Region pointing data:

====================

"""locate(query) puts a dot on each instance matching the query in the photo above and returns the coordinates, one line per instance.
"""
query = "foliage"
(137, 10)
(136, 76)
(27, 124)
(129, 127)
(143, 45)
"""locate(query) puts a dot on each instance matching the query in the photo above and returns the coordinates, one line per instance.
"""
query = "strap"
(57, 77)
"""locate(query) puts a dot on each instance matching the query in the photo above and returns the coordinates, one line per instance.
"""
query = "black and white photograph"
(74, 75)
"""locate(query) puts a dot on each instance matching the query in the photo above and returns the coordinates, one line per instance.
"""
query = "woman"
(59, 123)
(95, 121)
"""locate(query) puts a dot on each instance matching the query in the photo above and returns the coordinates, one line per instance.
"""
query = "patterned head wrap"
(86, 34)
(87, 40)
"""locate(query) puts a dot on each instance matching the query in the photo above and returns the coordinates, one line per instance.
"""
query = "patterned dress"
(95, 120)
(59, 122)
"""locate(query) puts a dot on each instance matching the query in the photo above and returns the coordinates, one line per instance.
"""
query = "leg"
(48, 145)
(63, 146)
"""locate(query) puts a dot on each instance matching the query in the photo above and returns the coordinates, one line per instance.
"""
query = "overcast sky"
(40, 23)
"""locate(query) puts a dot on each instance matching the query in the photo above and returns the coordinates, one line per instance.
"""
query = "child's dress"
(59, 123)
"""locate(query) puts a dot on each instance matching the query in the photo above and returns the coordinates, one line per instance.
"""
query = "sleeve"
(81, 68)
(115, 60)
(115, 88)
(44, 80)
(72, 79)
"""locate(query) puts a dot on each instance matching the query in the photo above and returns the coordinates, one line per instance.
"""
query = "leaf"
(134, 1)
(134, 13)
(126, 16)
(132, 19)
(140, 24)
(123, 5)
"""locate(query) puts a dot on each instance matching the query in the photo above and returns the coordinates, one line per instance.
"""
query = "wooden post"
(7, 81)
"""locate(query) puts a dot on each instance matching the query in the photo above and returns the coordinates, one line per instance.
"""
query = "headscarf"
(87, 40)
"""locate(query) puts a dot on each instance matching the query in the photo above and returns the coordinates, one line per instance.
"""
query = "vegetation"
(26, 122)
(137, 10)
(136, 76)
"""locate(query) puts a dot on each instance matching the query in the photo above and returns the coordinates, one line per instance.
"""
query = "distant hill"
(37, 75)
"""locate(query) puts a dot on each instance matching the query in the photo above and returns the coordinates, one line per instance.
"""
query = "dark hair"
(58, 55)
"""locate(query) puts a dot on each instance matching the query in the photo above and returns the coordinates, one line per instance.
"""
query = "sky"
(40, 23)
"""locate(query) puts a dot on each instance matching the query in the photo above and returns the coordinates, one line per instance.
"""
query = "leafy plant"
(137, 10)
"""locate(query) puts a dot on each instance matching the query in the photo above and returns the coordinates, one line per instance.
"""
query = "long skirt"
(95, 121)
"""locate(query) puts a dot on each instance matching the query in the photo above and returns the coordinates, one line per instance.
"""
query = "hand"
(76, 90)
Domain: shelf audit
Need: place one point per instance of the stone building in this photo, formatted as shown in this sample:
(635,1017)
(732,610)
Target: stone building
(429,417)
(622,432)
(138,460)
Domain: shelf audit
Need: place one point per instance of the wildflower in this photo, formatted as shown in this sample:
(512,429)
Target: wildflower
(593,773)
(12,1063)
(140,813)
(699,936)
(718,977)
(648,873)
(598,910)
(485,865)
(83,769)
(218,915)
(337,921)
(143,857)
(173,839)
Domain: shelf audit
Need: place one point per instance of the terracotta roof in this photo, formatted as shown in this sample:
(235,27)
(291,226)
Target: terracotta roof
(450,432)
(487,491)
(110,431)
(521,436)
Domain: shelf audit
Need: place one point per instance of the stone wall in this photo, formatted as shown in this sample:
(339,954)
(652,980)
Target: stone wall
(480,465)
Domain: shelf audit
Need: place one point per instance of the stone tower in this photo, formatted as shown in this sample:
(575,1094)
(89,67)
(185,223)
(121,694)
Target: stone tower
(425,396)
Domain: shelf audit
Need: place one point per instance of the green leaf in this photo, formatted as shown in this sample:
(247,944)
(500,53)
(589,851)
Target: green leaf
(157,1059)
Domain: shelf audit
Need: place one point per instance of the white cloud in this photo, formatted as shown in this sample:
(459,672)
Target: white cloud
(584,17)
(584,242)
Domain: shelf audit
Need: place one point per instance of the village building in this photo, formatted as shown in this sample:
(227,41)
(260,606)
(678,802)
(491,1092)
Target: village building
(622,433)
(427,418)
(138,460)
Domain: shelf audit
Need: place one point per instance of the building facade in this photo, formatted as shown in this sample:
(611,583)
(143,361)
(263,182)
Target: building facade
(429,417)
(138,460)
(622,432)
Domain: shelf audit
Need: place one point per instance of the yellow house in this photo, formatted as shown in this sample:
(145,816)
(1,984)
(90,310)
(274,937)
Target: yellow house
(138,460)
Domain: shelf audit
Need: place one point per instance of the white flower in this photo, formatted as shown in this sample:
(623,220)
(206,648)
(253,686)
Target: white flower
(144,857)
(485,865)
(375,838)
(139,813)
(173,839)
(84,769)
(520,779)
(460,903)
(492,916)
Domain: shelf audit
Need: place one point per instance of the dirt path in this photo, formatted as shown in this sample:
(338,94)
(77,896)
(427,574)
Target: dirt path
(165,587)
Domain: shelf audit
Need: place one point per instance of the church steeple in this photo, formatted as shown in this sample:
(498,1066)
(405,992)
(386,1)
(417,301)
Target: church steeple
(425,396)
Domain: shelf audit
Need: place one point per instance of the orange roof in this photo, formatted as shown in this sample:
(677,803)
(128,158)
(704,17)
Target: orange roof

====================

## Problem requirements
Set down exactly, and only, the lines from the one containing "Need: place one point per instance of the church" through the final line of the entries above.

## Output
Need: place one point per instance of the church steeple in this photo, formatted as shown in this sample:
(498,1066)
(405,992)
(386,1)
(417,301)
Target: church steeple
(425,396)
Domain: shelf audit
Need: place one point per instance of the orange roof in this photo, formatted as shown in this sample:
(677,803)
(128,158)
(704,17)
Target: orange roof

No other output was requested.